*** Exercise inputs Section Begins ***

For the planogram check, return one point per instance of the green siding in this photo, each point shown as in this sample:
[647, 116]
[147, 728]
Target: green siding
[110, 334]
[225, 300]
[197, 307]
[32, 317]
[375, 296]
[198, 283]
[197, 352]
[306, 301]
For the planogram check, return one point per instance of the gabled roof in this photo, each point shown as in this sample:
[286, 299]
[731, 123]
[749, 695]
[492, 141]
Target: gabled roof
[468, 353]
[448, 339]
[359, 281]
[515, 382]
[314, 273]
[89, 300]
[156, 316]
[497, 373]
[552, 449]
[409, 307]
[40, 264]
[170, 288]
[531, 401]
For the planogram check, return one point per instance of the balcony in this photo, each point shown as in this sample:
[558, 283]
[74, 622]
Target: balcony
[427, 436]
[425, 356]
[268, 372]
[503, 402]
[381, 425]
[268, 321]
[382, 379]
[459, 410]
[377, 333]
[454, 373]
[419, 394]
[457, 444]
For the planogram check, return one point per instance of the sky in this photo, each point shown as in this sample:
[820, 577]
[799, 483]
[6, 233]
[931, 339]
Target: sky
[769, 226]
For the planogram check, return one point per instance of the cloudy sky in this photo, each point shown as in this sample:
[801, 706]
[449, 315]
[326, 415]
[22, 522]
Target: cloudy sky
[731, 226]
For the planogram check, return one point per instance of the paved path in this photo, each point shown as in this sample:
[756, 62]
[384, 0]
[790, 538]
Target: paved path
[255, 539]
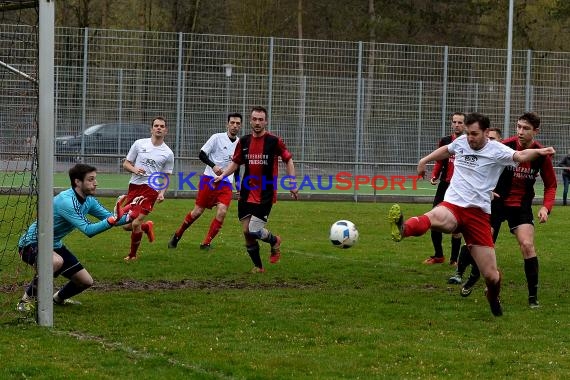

*** Exercise inputs Section Ends ***

[What is needed] Every line above that holds the string "shown" should be copied out.

[Finished exercise]
For the planogram check, return one point per instance of the green siding in this photo, each point shown as in this sample:
For the planogram check, return one point per instance of the gabled roof in this photo, each point shown as in this sample:
For the planogram check, return one point per instance of the balcony in this photo, each point shown as in this sample:
For the planogram check, return one point per instance of the sky in this photo, each point shown as in this sample:
For the planogram check, return one point per instance of the cloudy sky in this photo, each point shown as in this sample:
For the planogram check, return one point per instance of the paved path in this photo, each point shown as in this sample:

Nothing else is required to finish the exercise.